> Supplied entries:
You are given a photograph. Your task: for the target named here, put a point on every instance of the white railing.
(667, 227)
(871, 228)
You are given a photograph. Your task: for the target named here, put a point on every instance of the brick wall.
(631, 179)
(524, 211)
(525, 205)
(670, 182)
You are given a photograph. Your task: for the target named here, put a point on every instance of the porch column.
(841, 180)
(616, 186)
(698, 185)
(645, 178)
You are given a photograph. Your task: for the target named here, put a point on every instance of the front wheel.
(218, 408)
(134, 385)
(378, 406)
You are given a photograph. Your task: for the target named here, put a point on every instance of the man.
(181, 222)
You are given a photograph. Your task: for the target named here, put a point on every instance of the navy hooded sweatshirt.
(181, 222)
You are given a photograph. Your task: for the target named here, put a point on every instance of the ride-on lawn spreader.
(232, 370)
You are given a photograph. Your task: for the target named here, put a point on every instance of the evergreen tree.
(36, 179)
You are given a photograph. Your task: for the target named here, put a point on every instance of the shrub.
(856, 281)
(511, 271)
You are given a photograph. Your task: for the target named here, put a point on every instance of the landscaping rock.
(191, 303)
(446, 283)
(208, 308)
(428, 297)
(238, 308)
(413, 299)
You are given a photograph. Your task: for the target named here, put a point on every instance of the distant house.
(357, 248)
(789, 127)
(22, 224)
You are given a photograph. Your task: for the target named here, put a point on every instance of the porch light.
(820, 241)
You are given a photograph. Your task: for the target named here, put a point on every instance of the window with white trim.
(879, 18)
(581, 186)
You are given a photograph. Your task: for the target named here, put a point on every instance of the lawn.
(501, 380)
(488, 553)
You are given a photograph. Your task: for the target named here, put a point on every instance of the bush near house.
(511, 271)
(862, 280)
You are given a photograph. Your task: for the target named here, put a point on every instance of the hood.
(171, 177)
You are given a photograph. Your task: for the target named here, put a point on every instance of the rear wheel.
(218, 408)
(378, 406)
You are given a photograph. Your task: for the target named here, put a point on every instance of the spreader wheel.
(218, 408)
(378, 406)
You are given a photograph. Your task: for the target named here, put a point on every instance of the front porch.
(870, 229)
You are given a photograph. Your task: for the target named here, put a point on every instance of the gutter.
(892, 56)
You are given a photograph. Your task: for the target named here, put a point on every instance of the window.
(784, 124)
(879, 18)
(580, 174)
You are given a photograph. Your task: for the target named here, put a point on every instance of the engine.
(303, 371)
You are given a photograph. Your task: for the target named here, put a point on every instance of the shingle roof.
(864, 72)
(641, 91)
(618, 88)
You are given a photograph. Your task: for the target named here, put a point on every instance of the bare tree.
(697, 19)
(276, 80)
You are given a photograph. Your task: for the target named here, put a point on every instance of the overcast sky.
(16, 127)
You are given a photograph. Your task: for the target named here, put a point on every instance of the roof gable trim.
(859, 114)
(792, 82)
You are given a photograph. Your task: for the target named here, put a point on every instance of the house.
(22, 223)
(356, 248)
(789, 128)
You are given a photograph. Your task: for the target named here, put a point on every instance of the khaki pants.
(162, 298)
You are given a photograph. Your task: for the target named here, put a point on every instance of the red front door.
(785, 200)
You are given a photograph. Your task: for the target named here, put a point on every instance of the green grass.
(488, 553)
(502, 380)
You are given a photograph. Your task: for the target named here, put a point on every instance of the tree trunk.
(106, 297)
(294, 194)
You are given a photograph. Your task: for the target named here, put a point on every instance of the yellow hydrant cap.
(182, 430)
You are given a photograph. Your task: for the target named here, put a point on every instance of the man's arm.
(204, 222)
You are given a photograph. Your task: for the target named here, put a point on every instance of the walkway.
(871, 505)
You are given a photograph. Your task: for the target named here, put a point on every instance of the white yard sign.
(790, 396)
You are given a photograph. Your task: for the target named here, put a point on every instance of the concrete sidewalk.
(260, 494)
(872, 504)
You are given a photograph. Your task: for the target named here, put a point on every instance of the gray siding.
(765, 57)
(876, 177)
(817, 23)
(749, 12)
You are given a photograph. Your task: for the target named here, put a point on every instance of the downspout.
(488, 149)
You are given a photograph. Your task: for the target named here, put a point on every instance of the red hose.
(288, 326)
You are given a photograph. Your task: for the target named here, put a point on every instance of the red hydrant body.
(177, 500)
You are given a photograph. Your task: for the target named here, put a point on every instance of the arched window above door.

> Aim of the exercise: Set down all of the lines above without altering a word.

> Solution to the problem:
You are given a photograph. Your task: for the target named here, put a point on every instance of the white railing.
(667, 227)
(871, 228)
You are given a photograph. Your task: for the target named here, put a point on every instance of the brick wall.
(631, 179)
(524, 211)
(525, 205)
(670, 182)
You are given a photograph. Your task: for the target named here, put a point on every instance of the porch column.
(841, 180)
(616, 186)
(698, 185)
(645, 178)
You are given a photograph. Your task: for the target named here, put a point on every instance of the front wheel.
(218, 408)
(134, 385)
(378, 406)
You are given a photograph. Your task: for the target named here, put a point on every instance of the man.
(181, 222)
You are given a photograph. Your task: for the target named here, put a point on every instance of the navy hooded sweatshirt.
(181, 222)
You are given a photograph. Your task: for the target named here, put a point on every instance of the ride-on lawn spreader.
(232, 370)
You are given a photograph. Your task: for the target named here, put a point on every instance of the evergreen tree.
(36, 179)
You are given a photograph. Your task: for the target named here, put a point on every instance of the shrub.
(856, 281)
(511, 271)
You are given a photograph. Your task: for the target named here, put a point on every instance of the landscaping rock.
(191, 303)
(446, 283)
(208, 308)
(428, 297)
(238, 308)
(413, 299)
You are given a photograph. Your task: for the target named here, put a point on every instance of the distant house.
(357, 248)
(789, 127)
(22, 224)
You are given a photograph. Your task: for the target named here, put a point on every instance of the porch light.
(820, 241)
You are given a photograph. Your task: for the target named here, put a point on every instance of the window with white trim.
(879, 18)
(581, 186)
You are given a photograph. Your task: for the target named here, put a point on every instance of the lawn.
(501, 380)
(488, 553)
You are given a photograph. Your task: for the target named here, put a point on every instance of the bush near house.
(511, 271)
(862, 280)
You are given a photograph. Your task: for the target named here, put a point on every instance of the hood.
(171, 177)
You are given a photograph. Your task: for the target named here, put a point on every instance of the rear wheel.
(218, 408)
(378, 406)
You are given a photograph. Your task: for the target named here, put a point on every instance of the spreader wheel.
(218, 408)
(378, 406)
You are given a photograph. Your task: for the target named here, put a point on every instance of the front porch.
(870, 229)
You are given a photograph. Your task: for the target named here, put a point on every instance of the gutter.
(892, 56)
You are given a photograph. Your task: for the target named here, put a point on every instance of the window.
(784, 124)
(879, 18)
(580, 174)
You are given a photograph. Your task: for the target named here, put a point on every instance of the engine.
(303, 371)
You are given a photograph. Your task: for the target named here, put a point on every instance of the shingle roof.
(864, 72)
(641, 91)
(618, 88)
You are given a photograph. Your task: for the target named here, put a point on every instance of the bare tree.
(697, 19)
(276, 80)
You are given a photograph. Your task: for the target named here, put a point on every instance of the overcast sky.
(16, 127)
You are given a photograph. Your task: for the target named here, put a point on every instance of the roof gable trim.
(859, 114)
(792, 82)
You are given a photograph. Your task: for the target named here, put a point on every instance of the house.
(22, 223)
(356, 248)
(789, 128)
You are given a photograph. Your task: for the target named here, put a point on every instance of the khaki pants.
(162, 298)
You are given a photograph. Your task: for the target named here, put a point on every instance of the red front door.
(785, 200)
You are given a photograph. Your task: for the target named here, put a point on every instance of the green grass.
(488, 553)
(502, 380)
You are given a photograph. Your task: for the target named here, put a point on every instance of the tree trunk.
(106, 297)
(294, 194)
You are given a photograph. Your task: for the target named here, put a point on every instance of the yellow hydrant cap.
(182, 430)
You are given a photograph. Your task: for the target named here, put a point on every instance of the man's arm.
(204, 222)
You are given a photograph. Your task: for the target named here, put a point on every instance of the walkway.
(871, 505)
You are given a photograph. Your task: for the target named here, put a point on every instance of the white yard sign.
(790, 396)
You are given a photograph. Your task: for the target named here, put a point on every instance of the concrete sidewalk.
(260, 494)
(872, 504)
You are given a photograph. Your task: for the target named here, put a point on every instance of the gray siding.
(765, 57)
(876, 177)
(817, 23)
(749, 12)
You are given a photograph. Your task: for the target named here, put a point on every instance of the downspout.
(488, 149)
You are given a photograph. Your task: for the target named here, put a point on every instance of the red hose.
(288, 326)
You are given a photograph. Your task: for the target named here, put a point on every instance of the red hydrant body.
(177, 500)
You are given a photograph. Your task: for the target named here, put a point on every instance of the arched window above door.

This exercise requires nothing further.